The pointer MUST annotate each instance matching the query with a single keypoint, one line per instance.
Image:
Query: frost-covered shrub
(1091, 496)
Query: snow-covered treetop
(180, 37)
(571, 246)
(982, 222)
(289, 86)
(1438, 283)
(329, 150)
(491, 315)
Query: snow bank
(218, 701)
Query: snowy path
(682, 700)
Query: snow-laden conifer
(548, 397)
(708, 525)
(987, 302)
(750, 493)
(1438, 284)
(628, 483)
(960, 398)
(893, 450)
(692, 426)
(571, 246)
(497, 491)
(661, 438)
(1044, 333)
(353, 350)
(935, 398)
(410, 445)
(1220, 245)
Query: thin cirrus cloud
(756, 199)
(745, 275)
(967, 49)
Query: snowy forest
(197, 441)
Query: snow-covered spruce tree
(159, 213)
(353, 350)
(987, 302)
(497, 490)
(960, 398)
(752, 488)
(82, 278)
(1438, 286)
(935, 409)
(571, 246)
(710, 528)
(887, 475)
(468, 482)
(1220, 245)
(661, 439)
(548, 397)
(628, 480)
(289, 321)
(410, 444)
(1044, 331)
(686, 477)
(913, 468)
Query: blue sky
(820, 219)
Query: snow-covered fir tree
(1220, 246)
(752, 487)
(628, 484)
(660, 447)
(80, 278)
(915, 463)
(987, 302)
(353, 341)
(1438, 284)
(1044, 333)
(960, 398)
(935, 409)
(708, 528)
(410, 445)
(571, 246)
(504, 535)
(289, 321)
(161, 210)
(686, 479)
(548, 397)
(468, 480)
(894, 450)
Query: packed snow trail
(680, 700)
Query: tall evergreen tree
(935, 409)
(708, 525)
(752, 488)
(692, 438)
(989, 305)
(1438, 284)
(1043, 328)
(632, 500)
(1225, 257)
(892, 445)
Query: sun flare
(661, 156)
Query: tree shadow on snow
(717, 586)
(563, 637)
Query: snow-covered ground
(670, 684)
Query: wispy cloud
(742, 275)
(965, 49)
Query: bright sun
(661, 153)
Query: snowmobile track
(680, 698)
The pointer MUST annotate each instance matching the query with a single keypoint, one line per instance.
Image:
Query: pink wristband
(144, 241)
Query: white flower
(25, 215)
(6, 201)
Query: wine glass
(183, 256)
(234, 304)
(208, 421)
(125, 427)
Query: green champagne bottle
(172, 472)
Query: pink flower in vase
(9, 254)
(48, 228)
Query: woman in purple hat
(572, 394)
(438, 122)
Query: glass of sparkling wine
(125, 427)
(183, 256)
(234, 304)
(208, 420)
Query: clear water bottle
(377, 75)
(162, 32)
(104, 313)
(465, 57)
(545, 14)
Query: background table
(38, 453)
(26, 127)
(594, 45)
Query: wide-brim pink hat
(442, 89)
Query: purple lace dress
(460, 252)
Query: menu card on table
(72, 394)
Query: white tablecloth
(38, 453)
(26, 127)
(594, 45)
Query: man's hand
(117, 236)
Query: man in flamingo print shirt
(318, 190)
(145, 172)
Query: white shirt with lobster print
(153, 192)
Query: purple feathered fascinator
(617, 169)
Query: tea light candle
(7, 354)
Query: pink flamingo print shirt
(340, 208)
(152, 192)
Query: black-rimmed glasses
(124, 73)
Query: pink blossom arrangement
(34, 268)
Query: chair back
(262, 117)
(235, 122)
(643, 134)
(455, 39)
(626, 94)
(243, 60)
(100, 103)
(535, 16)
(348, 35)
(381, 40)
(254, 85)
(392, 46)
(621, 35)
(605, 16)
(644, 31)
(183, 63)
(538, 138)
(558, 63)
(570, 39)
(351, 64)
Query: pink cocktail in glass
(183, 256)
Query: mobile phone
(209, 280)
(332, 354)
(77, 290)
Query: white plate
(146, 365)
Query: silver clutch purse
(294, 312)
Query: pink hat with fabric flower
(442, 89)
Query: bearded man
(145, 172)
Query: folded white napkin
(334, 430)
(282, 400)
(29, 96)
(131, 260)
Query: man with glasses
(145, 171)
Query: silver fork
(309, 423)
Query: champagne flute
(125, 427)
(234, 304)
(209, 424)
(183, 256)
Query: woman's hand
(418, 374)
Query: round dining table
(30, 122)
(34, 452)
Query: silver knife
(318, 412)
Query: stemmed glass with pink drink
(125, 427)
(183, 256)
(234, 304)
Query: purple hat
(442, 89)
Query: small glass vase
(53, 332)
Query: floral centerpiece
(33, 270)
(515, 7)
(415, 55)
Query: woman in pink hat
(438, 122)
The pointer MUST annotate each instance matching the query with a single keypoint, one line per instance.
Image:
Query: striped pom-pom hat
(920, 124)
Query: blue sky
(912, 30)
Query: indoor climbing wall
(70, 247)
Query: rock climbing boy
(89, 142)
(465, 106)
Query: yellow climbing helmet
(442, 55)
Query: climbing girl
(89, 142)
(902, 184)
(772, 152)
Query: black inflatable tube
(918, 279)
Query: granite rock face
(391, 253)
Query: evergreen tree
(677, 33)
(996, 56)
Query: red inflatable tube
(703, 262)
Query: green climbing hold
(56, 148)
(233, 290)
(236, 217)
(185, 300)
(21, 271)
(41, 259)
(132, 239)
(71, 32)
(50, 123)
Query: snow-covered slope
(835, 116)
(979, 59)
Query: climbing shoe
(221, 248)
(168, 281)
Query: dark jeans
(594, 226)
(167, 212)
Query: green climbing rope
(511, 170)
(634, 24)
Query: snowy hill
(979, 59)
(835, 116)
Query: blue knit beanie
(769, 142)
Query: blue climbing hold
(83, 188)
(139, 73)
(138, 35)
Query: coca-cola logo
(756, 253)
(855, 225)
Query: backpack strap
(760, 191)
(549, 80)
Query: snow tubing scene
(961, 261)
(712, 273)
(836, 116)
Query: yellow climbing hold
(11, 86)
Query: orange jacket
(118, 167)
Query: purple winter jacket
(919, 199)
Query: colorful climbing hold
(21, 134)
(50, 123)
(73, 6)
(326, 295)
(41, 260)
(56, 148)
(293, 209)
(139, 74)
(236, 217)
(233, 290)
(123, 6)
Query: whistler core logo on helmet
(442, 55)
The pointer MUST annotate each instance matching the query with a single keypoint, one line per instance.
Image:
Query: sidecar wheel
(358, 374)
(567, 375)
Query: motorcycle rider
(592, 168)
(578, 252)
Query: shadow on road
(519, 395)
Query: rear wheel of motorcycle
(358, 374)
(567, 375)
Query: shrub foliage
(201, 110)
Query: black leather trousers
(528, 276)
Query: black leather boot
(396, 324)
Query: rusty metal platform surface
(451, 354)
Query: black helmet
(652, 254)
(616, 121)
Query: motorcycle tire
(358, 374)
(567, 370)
• • • • • • •
WHAT THE TASK REQUIRES: Revise the listing above so that every occurrence of "keypoint" becomes "coordinate pair", with all other text left exactly as it stands.

CORRECT OUTPUT:
The pointer MUST annotate each instance matching the query with a single coordinate pair, one line per instance.
Image:
Query: frost-covered shrub
(1091, 496)
Query: snow-covered treetop
(180, 37)
(571, 246)
(982, 222)
(289, 86)
(1438, 283)
(329, 150)
(491, 315)
Query: snow bank
(218, 701)
Query: snowy path
(682, 700)
Query: snow-laden conifer
(548, 397)
(708, 525)
(987, 302)
(750, 493)
(1438, 284)
(628, 483)
(960, 398)
(893, 450)
(692, 426)
(571, 246)
(497, 491)
(661, 438)
(1044, 333)
(353, 350)
(935, 398)
(410, 445)
(1220, 245)
Query: thin cirrus cloud
(756, 199)
(745, 275)
(967, 49)
Query: snowy forest
(197, 441)
Query: snow-covered spruce tree
(159, 213)
(353, 350)
(987, 302)
(497, 490)
(960, 398)
(752, 488)
(82, 278)
(1438, 286)
(935, 409)
(571, 246)
(710, 528)
(887, 475)
(468, 482)
(1220, 245)
(661, 439)
(548, 397)
(628, 480)
(289, 321)
(410, 444)
(1044, 331)
(686, 477)
(913, 468)
Query: blue sky
(820, 219)
Query: snow-covered fir tree
(1220, 246)
(752, 487)
(628, 484)
(660, 447)
(80, 278)
(915, 463)
(987, 302)
(353, 341)
(1438, 284)
(1044, 333)
(960, 398)
(935, 409)
(708, 528)
(410, 445)
(571, 246)
(504, 535)
(289, 321)
(161, 210)
(686, 479)
(548, 397)
(468, 480)
(894, 450)
Query: packed snow trail
(680, 700)
Query: tall evergreen tree
(935, 409)
(708, 525)
(752, 488)
(692, 438)
(989, 305)
(1438, 284)
(1043, 328)
(632, 500)
(1225, 257)
(892, 445)
Query: sun flare
(661, 156)
Query: tree shadow on snow
(717, 586)
(563, 637)
Query: snow-covered ground
(670, 684)
Query: wispy cloud
(742, 275)
(965, 49)
Query: bright sun
(661, 153)
Query: snowmobile track
(680, 698)
The pointer MUST annotate each instance matching the query with a single coordinate pair, one line per instance.
Image:
Query: pink wristband
(144, 241)
Query: white flower
(25, 215)
(6, 201)
Query: wine glass
(183, 256)
(234, 304)
(208, 421)
(125, 427)
Query: green champagne bottle
(172, 472)
Query: pink flower in vase
(9, 254)
(48, 228)
Query: woman in purple hat
(572, 394)
(438, 122)
Query: glass of sparkling wine
(125, 427)
(183, 256)
(234, 304)
(208, 420)
Query: clear water bottle
(377, 75)
(162, 32)
(104, 313)
(465, 57)
(545, 14)
Query: background table
(38, 453)
(26, 127)
(594, 45)
Query: wide-brim pink hat
(442, 89)
Query: purple lace dress
(460, 252)
Query: menu card on table
(72, 394)
Query: white tablecloth
(38, 453)
(26, 127)
(594, 45)
Query: man's hand
(117, 236)
Query: man in flamingo print shirt
(318, 190)
(145, 172)
Query: white shirt with lobster print
(153, 192)
Query: purple feathered fascinator
(617, 169)
Query: tea light candle
(7, 354)
Query: pink flamingo print shirt
(340, 208)
(152, 192)
Query: black-rimmed glasses
(124, 73)
Query: pink blossom arrangement
(34, 268)
Query: chair back
(262, 117)
(235, 122)
(643, 134)
(455, 39)
(626, 94)
(243, 60)
(100, 103)
(535, 16)
(348, 35)
(381, 40)
(254, 85)
(392, 46)
(621, 35)
(605, 16)
(644, 31)
(183, 63)
(538, 138)
(558, 63)
(570, 39)
(351, 64)
Query: pink cocktail in glass
(183, 256)
Query: mobile phone
(209, 280)
(332, 354)
(77, 290)
Query: white plate
(146, 365)
Query: silver clutch purse
(294, 312)
Query: pink hat with fabric flower
(442, 89)
Query: bearded man
(145, 172)
Query: folded white napkin
(334, 430)
(282, 400)
(29, 96)
(131, 260)
Query: man with glasses
(145, 171)
Query: silver fork
(309, 423)
Query: champagne flute
(125, 427)
(234, 304)
(209, 424)
(183, 256)
Query: woman's hand
(418, 374)
Query: round dining table
(30, 122)
(34, 452)
Query: silver knife
(318, 412)
Query: stemmed glass with pink drink
(125, 427)
(183, 256)
(234, 304)
Query: purple hat
(442, 89)
Query: small glass vase
(53, 332)
Query: floral centerpiece
(33, 270)
(515, 7)
(415, 55)
Query: woman in pink hat
(438, 122)
The pointer MUST annotate each instance matching the query with a single coordinate pair, one line per instance.
Image:
Query: striped pom-pom hat
(920, 124)
Query: blue sky
(912, 30)
Query: indoor climbing wall
(70, 247)
Query: rock climbing boy
(89, 142)
(465, 106)
Query: yellow climbing helmet
(442, 55)
Query: climbing girl
(89, 142)
(902, 184)
(772, 152)
Query: black inflatable tube
(918, 279)
Query: granite rock face
(391, 253)
Query: evergreen tree
(677, 33)
(996, 56)
Query: red inflatable tube
(703, 262)
Query: green climbing hold
(56, 148)
(233, 290)
(236, 217)
(185, 300)
(21, 271)
(41, 259)
(132, 239)
(71, 32)
(50, 123)
Query: snow-covered slope
(835, 116)
(979, 59)
Query: climbing shoe
(221, 248)
(168, 281)
Query: dark jeans
(594, 226)
(167, 212)
Query: green climbing rope
(511, 170)
(634, 24)
Query: snowy hill
(979, 59)
(835, 116)
Query: blue knit beanie
(769, 142)
Query: blue climbing hold
(83, 188)
(139, 73)
(138, 35)
Query: coca-cola logo
(756, 253)
(855, 225)
Query: backpack strap
(760, 191)
(549, 80)
Query: snow tubing scene
(961, 261)
(712, 273)
(836, 116)
Query: yellow climbing hold
(11, 86)
Query: orange jacket
(118, 167)
Query: purple winter jacket
(919, 199)
Query: colorful climbing hold
(21, 134)
(50, 123)
(73, 6)
(326, 295)
(41, 260)
(56, 148)
(293, 209)
(139, 74)
(236, 217)
(233, 290)
(123, 6)
Query: whistler core logo on helmet
(442, 55)
The pointer MUST annotate each instance matching the query with a single coordinate pair, one line per instance.
Image:
Query: sidecar wheel
(358, 374)
(567, 375)
Query: motorcycle rider
(592, 168)
(578, 252)
Query: shadow on road
(519, 395)
Query: rear wheel of motorcycle
(358, 374)
(567, 375)
Query: shrub foliage
(201, 110)
Query: black leather trousers
(528, 276)
Query: black leather boot
(396, 324)
Query: rusty metal platform surface
(451, 354)
Query: black helmet
(652, 254)
(616, 121)
Query: motorcycle tire
(358, 374)
(567, 370)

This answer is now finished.